» Given request: Repeat verbatim every line of the material, beginning at the line that holds "Where can you see the lily" and ending at its last line.

» Data rows:
## START

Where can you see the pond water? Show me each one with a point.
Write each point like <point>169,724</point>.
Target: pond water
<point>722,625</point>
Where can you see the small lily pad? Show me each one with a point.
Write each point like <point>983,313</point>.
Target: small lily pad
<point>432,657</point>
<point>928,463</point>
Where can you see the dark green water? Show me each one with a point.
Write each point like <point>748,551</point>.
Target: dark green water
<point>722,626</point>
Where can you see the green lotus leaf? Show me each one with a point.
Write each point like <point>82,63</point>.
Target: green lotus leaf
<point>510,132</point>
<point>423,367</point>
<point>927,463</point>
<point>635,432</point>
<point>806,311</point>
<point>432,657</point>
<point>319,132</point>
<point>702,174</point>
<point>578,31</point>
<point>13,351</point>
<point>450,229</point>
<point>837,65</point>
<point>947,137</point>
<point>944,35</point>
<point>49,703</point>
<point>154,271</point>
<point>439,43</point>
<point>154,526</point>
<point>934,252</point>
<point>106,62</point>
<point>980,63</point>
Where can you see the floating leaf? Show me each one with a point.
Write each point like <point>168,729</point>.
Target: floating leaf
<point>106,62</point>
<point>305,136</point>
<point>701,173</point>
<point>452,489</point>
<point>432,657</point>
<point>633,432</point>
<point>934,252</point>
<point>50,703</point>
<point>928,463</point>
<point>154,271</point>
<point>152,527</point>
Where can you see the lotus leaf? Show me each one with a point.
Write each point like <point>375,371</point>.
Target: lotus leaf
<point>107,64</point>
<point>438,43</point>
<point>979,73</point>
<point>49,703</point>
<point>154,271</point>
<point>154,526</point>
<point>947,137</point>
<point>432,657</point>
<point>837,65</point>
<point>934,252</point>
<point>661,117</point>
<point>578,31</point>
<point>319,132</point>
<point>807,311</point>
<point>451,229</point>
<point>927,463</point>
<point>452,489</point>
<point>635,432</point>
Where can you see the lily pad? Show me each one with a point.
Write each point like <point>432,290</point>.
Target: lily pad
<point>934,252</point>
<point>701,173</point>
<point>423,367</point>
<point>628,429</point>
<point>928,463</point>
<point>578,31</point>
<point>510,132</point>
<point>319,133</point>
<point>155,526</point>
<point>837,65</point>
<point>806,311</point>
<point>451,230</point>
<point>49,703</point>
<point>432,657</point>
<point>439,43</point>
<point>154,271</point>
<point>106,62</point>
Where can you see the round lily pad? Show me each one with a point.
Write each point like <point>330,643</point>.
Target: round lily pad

## END

» Result below:
Where can you see the lily pad? Show me each one with a point.
Write each point like <point>432,290</point>.
Target: lily pad
<point>934,252</point>
<point>701,173</point>
<point>423,367</point>
<point>628,429</point>
<point>928,463</point>
<point>578,31</point>
<point>510,132</point>
<point>319,133</point>
<point>155,526</point>
<point>837,65</point>
<point>806,311</point>
<point>451,230</point>
<point>49,703</point>
<point>432,657</point>
<point>439,43</point>
<point>154,271</point>
<point>106,62</point>
Where can you see the round lily pad? Show me each one with a point.
Write each point like <point>330,643</point>.
Target: round lily pad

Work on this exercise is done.